## BEGIN MATERIAL SUPPLIED

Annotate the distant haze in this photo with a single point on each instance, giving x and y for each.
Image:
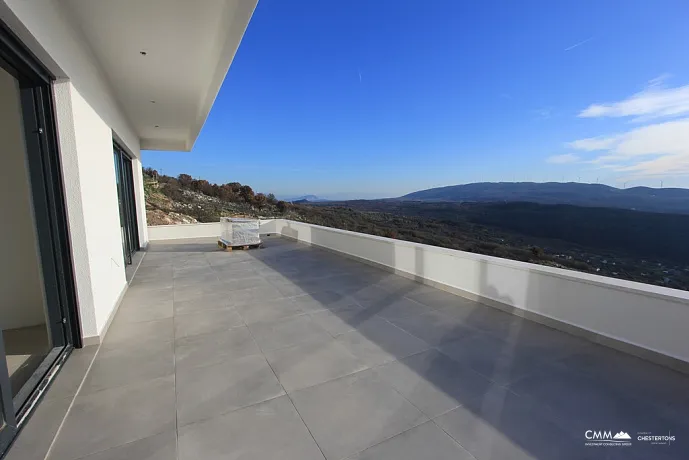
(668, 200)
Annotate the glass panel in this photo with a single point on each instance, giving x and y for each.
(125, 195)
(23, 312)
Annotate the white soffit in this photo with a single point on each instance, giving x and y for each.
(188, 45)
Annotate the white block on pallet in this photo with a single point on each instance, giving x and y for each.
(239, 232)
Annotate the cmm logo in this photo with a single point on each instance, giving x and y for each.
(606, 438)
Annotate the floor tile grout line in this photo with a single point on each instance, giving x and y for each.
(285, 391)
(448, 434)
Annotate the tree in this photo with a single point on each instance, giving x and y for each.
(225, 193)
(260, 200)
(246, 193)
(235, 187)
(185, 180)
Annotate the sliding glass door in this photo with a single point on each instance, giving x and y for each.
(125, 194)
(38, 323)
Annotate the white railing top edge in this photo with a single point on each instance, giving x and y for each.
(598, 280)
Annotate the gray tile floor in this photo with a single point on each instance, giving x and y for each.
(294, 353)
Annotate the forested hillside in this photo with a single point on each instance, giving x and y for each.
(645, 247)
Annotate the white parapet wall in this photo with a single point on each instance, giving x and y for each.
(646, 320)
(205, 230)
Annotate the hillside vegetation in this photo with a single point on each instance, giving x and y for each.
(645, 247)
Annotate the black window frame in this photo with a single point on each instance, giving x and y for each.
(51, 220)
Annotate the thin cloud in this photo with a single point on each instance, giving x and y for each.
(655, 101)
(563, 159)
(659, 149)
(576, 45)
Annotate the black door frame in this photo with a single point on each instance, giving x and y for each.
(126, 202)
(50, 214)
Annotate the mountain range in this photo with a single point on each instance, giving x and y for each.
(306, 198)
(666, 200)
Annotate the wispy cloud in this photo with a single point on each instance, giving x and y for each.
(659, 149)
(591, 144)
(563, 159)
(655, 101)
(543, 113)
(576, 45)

## END MATERIAL SUPPLIED
## BEGIN MATERIAL SUPPLIED

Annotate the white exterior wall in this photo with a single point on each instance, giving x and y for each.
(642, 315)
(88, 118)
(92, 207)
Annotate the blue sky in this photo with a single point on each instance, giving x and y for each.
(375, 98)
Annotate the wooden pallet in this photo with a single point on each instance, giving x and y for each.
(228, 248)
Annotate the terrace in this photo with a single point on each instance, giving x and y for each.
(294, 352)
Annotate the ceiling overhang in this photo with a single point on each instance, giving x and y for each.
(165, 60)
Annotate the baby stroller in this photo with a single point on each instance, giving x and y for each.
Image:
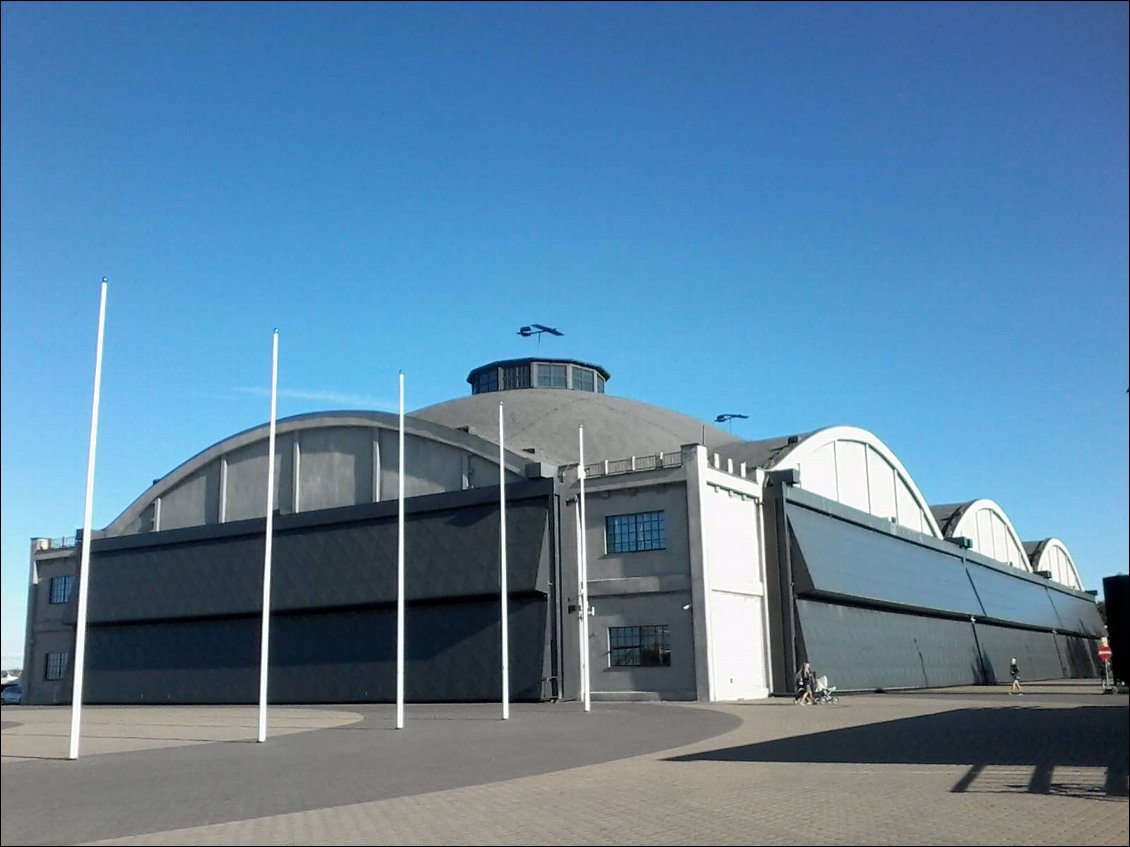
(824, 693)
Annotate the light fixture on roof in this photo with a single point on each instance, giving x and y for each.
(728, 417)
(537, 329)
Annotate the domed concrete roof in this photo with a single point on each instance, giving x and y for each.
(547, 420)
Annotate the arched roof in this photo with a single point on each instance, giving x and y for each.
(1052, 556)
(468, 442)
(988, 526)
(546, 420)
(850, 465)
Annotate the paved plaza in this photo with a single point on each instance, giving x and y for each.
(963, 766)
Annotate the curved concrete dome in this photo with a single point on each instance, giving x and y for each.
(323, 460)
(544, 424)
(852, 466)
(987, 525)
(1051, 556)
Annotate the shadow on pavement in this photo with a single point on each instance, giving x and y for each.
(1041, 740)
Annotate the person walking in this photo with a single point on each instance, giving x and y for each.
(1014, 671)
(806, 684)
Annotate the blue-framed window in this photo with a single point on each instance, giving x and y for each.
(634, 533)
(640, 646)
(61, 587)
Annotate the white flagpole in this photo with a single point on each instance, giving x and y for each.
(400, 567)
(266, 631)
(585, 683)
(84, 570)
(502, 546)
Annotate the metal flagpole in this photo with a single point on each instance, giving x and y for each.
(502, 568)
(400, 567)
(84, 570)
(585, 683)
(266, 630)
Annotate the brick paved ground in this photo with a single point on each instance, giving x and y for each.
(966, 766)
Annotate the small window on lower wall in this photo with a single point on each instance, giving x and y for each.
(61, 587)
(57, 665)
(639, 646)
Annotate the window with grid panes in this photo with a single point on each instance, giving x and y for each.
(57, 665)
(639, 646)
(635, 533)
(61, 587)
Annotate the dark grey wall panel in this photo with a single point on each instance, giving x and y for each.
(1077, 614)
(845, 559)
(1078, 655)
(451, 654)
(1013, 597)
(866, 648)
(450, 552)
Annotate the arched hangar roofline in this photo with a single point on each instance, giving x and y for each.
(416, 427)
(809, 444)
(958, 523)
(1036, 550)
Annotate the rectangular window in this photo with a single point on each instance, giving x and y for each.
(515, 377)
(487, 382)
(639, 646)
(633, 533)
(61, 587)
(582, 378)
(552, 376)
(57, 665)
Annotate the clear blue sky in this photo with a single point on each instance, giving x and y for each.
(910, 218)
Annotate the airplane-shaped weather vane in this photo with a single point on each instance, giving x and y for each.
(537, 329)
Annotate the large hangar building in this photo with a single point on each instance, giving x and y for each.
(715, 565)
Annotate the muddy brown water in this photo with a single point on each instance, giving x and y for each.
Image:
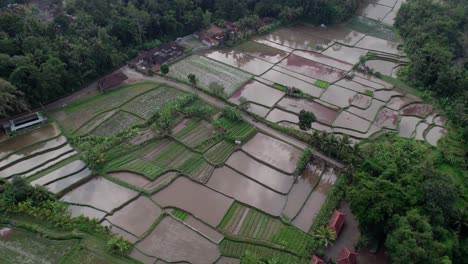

## END MATERIAL SUPPLIED

• **EXERCISE GOAL**
Return every line in the records above that contains the word "glass", copying each one in full.

• **PROBLEM SOLUTION**
Annotate the glass panel in this photo with a single point on each instance, giving x and y for each.
Annotate the sliding glass door in this photo with a single point on each instance, giving x and y for each.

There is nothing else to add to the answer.